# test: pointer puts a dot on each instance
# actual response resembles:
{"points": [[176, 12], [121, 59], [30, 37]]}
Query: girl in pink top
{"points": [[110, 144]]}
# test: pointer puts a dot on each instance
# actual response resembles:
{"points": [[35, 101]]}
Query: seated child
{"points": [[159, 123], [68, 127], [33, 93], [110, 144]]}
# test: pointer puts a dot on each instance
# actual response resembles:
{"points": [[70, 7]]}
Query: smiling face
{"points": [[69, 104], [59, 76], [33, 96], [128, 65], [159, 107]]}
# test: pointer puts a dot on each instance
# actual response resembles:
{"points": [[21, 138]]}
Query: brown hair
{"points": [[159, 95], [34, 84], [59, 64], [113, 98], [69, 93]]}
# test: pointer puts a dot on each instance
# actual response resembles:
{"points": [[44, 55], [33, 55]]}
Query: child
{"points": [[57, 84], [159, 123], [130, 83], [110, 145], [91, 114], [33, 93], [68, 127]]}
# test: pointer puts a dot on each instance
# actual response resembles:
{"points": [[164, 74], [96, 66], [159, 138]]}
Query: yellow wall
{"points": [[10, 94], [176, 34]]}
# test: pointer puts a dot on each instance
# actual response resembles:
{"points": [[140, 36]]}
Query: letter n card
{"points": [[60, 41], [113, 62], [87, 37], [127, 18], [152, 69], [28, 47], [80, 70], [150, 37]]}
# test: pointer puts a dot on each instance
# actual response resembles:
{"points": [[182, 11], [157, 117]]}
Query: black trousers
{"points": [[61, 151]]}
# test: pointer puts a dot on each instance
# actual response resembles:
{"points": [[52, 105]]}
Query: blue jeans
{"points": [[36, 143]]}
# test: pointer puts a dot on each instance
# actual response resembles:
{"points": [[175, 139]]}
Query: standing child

#### [STATED PROBLEM]
Collect every line of the material above that contains the string "Query", and copy each one in its original order.

#### [THE ANSWER]
Query: girl in pink top
Query: seated child
Query: smiling face
Query: brown hair
Query: child
Query: yellow wall
Query: letter n card
Query: black trousers
Query: blue jeans
Query: standing child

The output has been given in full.